**EXCERPTED RECORDS**
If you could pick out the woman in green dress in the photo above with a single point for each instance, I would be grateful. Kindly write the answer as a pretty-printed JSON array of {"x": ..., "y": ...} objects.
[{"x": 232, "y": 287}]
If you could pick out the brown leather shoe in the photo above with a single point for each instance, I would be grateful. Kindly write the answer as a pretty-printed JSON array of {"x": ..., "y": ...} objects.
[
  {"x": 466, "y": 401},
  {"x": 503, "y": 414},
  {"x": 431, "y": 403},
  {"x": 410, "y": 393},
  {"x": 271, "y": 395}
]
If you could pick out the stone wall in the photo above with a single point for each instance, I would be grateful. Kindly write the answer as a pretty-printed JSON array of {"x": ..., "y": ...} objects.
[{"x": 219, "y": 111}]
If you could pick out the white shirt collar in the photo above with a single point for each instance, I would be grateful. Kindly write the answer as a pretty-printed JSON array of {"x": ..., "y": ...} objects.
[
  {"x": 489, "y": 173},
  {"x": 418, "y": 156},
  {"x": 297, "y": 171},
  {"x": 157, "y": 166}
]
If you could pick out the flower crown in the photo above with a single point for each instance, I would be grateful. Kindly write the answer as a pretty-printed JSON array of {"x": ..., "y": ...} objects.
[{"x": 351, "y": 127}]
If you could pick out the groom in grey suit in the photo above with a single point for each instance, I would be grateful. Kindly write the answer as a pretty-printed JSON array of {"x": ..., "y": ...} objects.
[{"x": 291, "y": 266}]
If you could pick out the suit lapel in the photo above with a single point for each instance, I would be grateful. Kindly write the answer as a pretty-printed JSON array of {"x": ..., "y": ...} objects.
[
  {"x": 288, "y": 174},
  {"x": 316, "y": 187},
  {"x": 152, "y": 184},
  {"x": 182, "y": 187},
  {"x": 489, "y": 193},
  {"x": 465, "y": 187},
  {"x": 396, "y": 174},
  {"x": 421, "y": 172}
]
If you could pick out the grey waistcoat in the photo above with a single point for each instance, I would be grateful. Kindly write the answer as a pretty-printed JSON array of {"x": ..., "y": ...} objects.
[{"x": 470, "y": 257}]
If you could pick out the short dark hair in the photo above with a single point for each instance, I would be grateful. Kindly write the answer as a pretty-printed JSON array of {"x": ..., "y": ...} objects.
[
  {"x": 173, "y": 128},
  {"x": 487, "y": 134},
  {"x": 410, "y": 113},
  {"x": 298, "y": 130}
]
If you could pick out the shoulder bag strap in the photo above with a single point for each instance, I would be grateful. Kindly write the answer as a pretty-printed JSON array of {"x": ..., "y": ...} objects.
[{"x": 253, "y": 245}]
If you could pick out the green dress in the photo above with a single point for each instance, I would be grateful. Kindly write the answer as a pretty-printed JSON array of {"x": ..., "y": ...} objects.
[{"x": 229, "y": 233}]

**WORK TO BE COMPLETED**
Your reply must reproduce all records above exactly.

**ANSWER FOR THIS EXERCISE**
If you could pick out the woman in green dress in the photo above with a single point for each instance, I would be grateful. Kindly write the answer as a pretty-printed JSON array of {"x": ..., "y": ...} objects.
[{"x": 232, "y": 287}]
If you could pick out the brown leather shoe in the photo above with a single point for each instance, I would be grateful. Kindly write the answer as a pretty-printed JSON array of {"x": ..., "y": ...} objects.
[
  {"x": 466, "y": 401},
  {"x": 503, "y": 414},
  {"x": 431, "y": 403},
  {"x": 410, "y": 393},
  {"x": 271, "y": 395}
]
If you could pick out the stone wall in the photo above with a single point for each instance, I would be grateful. Kindly write the answer as a pretty-printed JSON array of {"x": ..., "y": ...} objects.
[{"x": 219, "y": 111}]
If you could pick out the white shirt collar in the photo above with a single point for each instance, I would be grateful. Kindly write the answer as a pretty-printed JSON array of {"x": ..., "y": ...} objects.
[
  {"x": 489, "y": 173},
  {"x": 418, "y": 156},
  {"x": 297, "y": 171},
  {"x": 157, "y": 166}
]
If you could pick out the flower crown in the photo above with a single point for each instance, I would be grateful. Kindly write the answer as a pretty-printed JSON array of {"x": ..., "y": ...} objects.
[{"x": 351, "y": 127}]
If you could pick out the groom in grey suit in the photo above with a single point for each instance, I would be grateful. Kindly write the answer as a pretty-printed JSON array of {"x": ..., "y": ...} objects.
[{"x": 291, "y": 266}]
If you could pick out the suit lapel in the photo above with a single point for each instance, I would be grateful. Kindly write the answer as a pretty-printed JSON array of {"x": ..., "y": ...} objects.
[
  {"x": 288, "y": 174},
  {"x": 316, "y": 187},
  {"x": 152, "y": 184},
  {"x": 182, "y": 187},
  {"x": 489, "y": 193},
  {"x": 465, "y": 187},
  {"x": 396, "y": 174},
  {"x": 421, "y": 172}
]
If you could pick out the grey waistcoat in the photo above with a single point for each instance, I would be grateful. Kindly write the answer as a pretty-printed JSON array of {"x": ..., "y": ...} objects.
[{"x": 470, "y": 257}]
If you could pick out the short dark hair in the photo above with a single point for each instance, I would be grateful. Kindly write the answer as a pretty-printed JSON array of {"x": ..., "y": ...} objects.
[
  {"x": 173, "y": 128},
  {"x": 487, "y": 134},
  {"x": 410, "y": 113},
  {"x": 298, "y": 130}
]
If you could pick out the shoulder bag strap in the photo above with a single point for each instance, I would be grateful. Kindly write the answer as a pretty-printed JSON array of {"x": ..., "y": ...} objects.
[{"x": 253, "y": 245}]
If you could pick out the green dress in the photo above with a single point for each instance, I would be grateful. Kindly write the answer as a pretty-printed JSON array of {"x": ..., "y": ...} objects.
[{"x": 229, "y": 233}]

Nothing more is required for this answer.